(Given problem):
Output every line of these records without changes, leaving out the pictures.

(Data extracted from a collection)
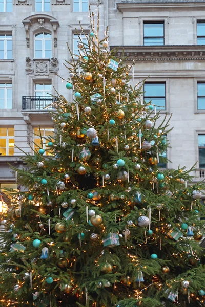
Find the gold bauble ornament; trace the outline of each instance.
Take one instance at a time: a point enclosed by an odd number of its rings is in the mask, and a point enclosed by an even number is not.
[[[93,215],[91,217],[90,222],[94,226],[98,226],[102,222],[102,218],[98,214]]]
[[[200,241],[203,238],[203,234],[200,231],[198,231],[198,232],[196,232],[194,235],[194,239],[196,241]]]
[[[59,222],[56,224],[55,227],[55,231],[58,233],[63,233],[65,231],[66,231],[66,227],[65,225]]]
[[[119,118],[119,119],[122,119],[125,116],[124,111],[122,111],[122,110],[118,110],[117,111],[116,111],[115,116],[116,116],[117,118]]]
[[[165,274],[167,274],[170,272],[170,268],[167,266],[164,266],[161,268],[161,271]]]
[[[69,284],[61,283],[60,284],[60,289],[64,293],[70,293],[72,291],[72,286]]]
[[[68,260],[67,258],[60,258],[57,264],[59,268],[67,268],[68,265]]]
[[[152,165],[156,165],[158,163],[158,160],[156,157],[151,157],[149,159],[149,162]]]
[[[80,175],[85,175],[86,173],[86,169],[83,166],[80,166],[77,169],[77,171]]]
[[[85,138],[85,135],[81,132],[80,130],[78,130],[76,133],[76,137],[78,139],[83,139]]]
[[[84,74],[84,79],[86,81],[91,81],[93,76],[91,73],[87,72]]]
[[[111,272],[112,269],[113,269],[113,267],[112,267],[112,265],[111,265],[110,264],[109,264],[108,262],[107,262],[107,263],[105,264],[105,265],[101,268],[101,271],[105,274],[107,274],[107,273],[109,273],[110,272]]]

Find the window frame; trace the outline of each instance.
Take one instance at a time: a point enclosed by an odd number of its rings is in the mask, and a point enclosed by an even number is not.
[[[4,87],[2,87],[0,85],[0,89],[4,89],[4,108],[0,108],[0,110],[3,110],[3,109],[7,109],[7,110],[11,110],[13,108],[13,86],[12,86],[12,83],[11,82],[5,82],[5,81],[2,81],[1,80],[0,80],[0,84],[5,84],[5,86]],[[7,86],[6,84],[11,84],[11,86]],[[11,108],[7,108],[7,90],[8,89],[11,89],[12,90],[12,94],[11,94],[11,100],[12,100],[12,107]]]
[[[7,156],[13,156],[14,155],[14,150],[13,152],[13,155],[9,155],[9,140],[10,139],[13,139],[14,140],[14,145],[15,145],[15,137],[14,136],[9,136],[9,128],[13,128],[14,129],[14,126],[10,126],[10,127],[1,127],[1,128],[6,128],[7,129],[7,135],[6,136],[2,137],[0,136],[0,140],[6,140],[6,155],[3,155],[2,157],[5,157]],[[15,132],[14,132],[15,134]],[[15,147],[14,147],[14,149],[15,150]],[[1,148],[0,148],[1,150]]]
[[[165,96],[147,96],[146,95],[146,92],[145,91],[145,84],[165,84]],[[161,109],[156,109],[156,111],[160,111],[160,112],[165,112],[166,113],[168,113],[168,110],[167,110],[167,86],[166,86],[166,84],[167,84],[167,81],[147,81],[145,82],[144,84],[144,92],[145,92],[145,93],[144,93],[144,100],[145,100],[146,98],[148,98],[150,100],[151,100],[151,98],[165,98],[165,107],[164,108],[162,108]]]
[[[13,58],[13,37],[12,37],[12,34],[10,34],[10,33],[2,33],[1,34],[0,33],[0,35],[3,36],[4,35],[4,38],[1,38],[0,37],[0,41],[4,41],[4,58],[1,58],[1,59],[4,59],[4,60],[10,60],[10,59],[12,59]],[[10,35],[11,36],[11,38],[7,38],[7,35]],[[8,49],[7,49],[7,41],[11,41],[12,43],[12,48],[11,49],[11,52],[12,52],[12,57],[11,58],[9,57],[7,57],[7,52],[8,51],[10,51]]]
[[[43,33],[43,37],[39,37],[38,38],[36,38],[36,36],[38,35],[39,34],[40,34]],[[51,37],[49,37],[49,38],[45,38],[44,37],[44,34],[45,33],[47,33],[48,34],[50,34],[51,36]],[[35,49],[35,41],[38,41],[38,40],[42,40],[42,57],[39,57],[37,56],[36,56],[36,49]],[[45,41],[46,40],[50,40],[51,42],[51,57],[50,58],[47,58],[45,57]],[[37,32],[36,33],[35,33],[34,34],[34,58],[37,58],[37,59],[45,59],[45,58],[49,58],[51,59],[52,58],[52,53],[53,53],[53,48],[52,48],[52,33],[49,33],[49,32],[46,32],[46,31],[43,31],[43,32]]]
[[[145,24],[161,24],[163,25],[163,36],[145,36]],[[165,21],[164,20],[143,20],[143,46],[145,47],[148,46],[163,46],[165,43]],[[145,45],[145,38],[163,38],[163,45]]]
[[[87,11],[82,11],[82,4],[83,2],[87,2]],[[79,13],[79,12],[81,12],[81,13],[87,13],[88,12],[88,9],[89,9],[89,0],[79,0],[79,11],[74,11],[74,0],[72,0],[72,5],[73,5],[73,12],[74,13]]]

(Worked answer):
Find the gold bauble ornament; trace the outline of each instance.
Take one instance at a time: a point enclosed by an odd number of its rings is in the mask, and a point enclosed by an even number is not.
[[[93,215],[91,217],[90,222],[94,226],[98,226],[102,222],[102,218],[98,214]]]
[[[200,241],[203,238],[203,234],[200,231],[198,231],[198,232],[196,232],[194,235],[194,239],[196,241]]]
[[[59,222],[56,224],[55,227],[55,231],[58,233],[63,233],[65,231],[66,231],[66,227],[65,225]]]
[[[119,118],[119,119],[122,119],[125,116],[124,111],[122,111],[122,110],[118,110],[117,111],[116,111],[115,116],[116,116],[117,118]]]
[[[165,274],[167,274],[170,272],[170,268],[167,266],[164,266],[161,268],[161,271]]]
[[[69,284],[61,283],[60,284],[60,289],[64,293],[70,293],[72,291],[72,286]]]
[[[68,260],[67,258],[60,258],[57,264],[59,268],[67,268],[68,265]]]
[[[152,165],[156,165],[158,163],[158,160],[156,157],[151,157],[149,159],[149,162]]]
[[[80,175],[85,175],[86,173],[86,169],[83,166],[80,166],[77,169],[77,171]]]
[[[85,138],[85,135],[81,132],[80,130],[78,130],[76,133],[76,137],[78,139],[83,139]]]
[[[84,74],[84,79],[86,81],[91,81],[93,76],[91,73],[87,72]]]
[[[111,272],[112,269],[113,269],[113,267],[112,267],[112,265],[111,265],[110,264],[109,264],[108,262],[107,262],[107,263],[105,264],[105,265],[101,268],[101,271],[105,274],[107,274],[107,273],[109,273],[110,272]]]

Find the window frame; trace the outline of each instance.
Take one instance at a time: a point enclosed by an odd number of its rings is in the mask, and a point enclosed by an even number is not.
[[[4,87],[2,87],[0,85],[0,89],[4,89],[4,108],[0,108],[0,110],[3,110],[3,109],[7,109],[7,110],[11,110],[13,108],[13,86],[12,86],[12,83],[11,82],[5,82],[5,81],[2,81],[1,80],[0,80],[0,84],[5,84],[5,86]],[[7,86],[6,84],[11,84],[11,86]],[[11,108],[7,108],[7,90],[8,89],[11,89],[12,90],[12,94],[11,94],[11,100],[12,100],[12,107]]]
[[[7,156],[13,156],[14,155],[14,150],[13,152],[13,155],[9,155],[9,140],[10,139],[13,139],[14,140],[14,145],[15,145],[15,137],[14,136],[9,136],[9,128],[13,128],[14,129],[14,126],[10,126],[10,127],[1,127],[1,128],[6,128],[7,129],[7,135],[6,136],[2,137],[0,136],[0,140],[6,140],[6,155],[3,155],[2,157],[5,157]],[[15,132],[14,132],[15,134]],[[15,147],[14,147],[14,149],[15,150]],[[1,148],[0,148],[1,150]]]
[[[165,96],[147,96],[146,95],[146,92],[145,91],[145,84],[165,84]],[[161,109],[156,109],[156,111],[160,111],[160,112],[165,112],[166,113],[168,113],[168,110],[167,110],[167,86],[166,86],[166,84],[167,84],[167,81],[147,81],[145,82],[144,84],[144,92],[145,92],[145,93],[144,93],[144,100],[145,100],[146,98],[148,98],[150,100],[151,100],[151,98],[165,98],[165,107],[164,108],[162,108]]]
[[[13,58],[13,37],[12,37],[12,34],[10,34],[10,33],[2,33],[1,34],[0,33],[0,35],[3,36],[4,35],[4,38],[1,38],[0,37],[0,41],[4,41],[4,58],[1,58],[1,59],[4,59],[4,60],[10,60],[10,59],[12,59]],[[10,35],[11,36],[11,38],[7,38],[7,35]],[[8,49],[7,49],[7,41],[11,41],[12,43],[12,48],[11,49],[11,52],[12,52],[12,57],[11,58],[9,57],[7,57],[7,52],[8,51],[10,51]]]
[[[43,33],[43,37],[39,37],[38,38],[36,38],[36,36],[38,35],[39,34],[40,34]],[[51,37],[49,37],[49,38],[45,38],[44,37],[44,34],[45,33],[47,33],[48,34],[50,34],[51,36]],[[35,49],[35,41],[38,41],[38,40],[42,40],[42,57],[39,57],[37,56],[36,56],[36,49]],[[45,41],[46,40],[50,40],[51,42],[51,57],[50,58],[47,58],[45,57]],[[37,32],[36,33],[35,33],[34,34],[34,58],[37,58],[37,59],[45,59],[45,58],[49,58],[51,59],[52,58],[52,53],[53,53],[53,48],[52,48],[52,33],[49,33],[49,32],[46,32],[46,31],[43,31],[43,32]]]
[[[145,24],[161,24],[163,25],[163,36],[145,36]],[[165,21],[164,20],[143,20],[143,46],[145,47],[148,46],[163,46],[165,43]],[[145,45],[145,38],[163,38],[163,45]]]
[[[87,11],[82,11],[82,4],[83,2],[87,2]],[[79,13],[79,12],[81,12],[81,13],[87,13],[88,12],[88,9],[89,9],[89,0],[79,0],[79,11],[74,11],[74,0],[72,0],[72,5],[73,5],[73,12],[74,13]]]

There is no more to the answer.